** Opening Data for processing block **

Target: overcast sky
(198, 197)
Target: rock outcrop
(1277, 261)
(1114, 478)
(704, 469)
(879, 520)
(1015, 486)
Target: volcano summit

** Closing Data for processing block **

Task description: Reproduce the preceding entries exactly and completely.

Written solution:
Target: overcast sky
(198, 197)
Target: rock outcrop
(1277, 261)
(1114, 478)
(704, 469)
(879, 520)
(1015, 486)
Target: volcano summit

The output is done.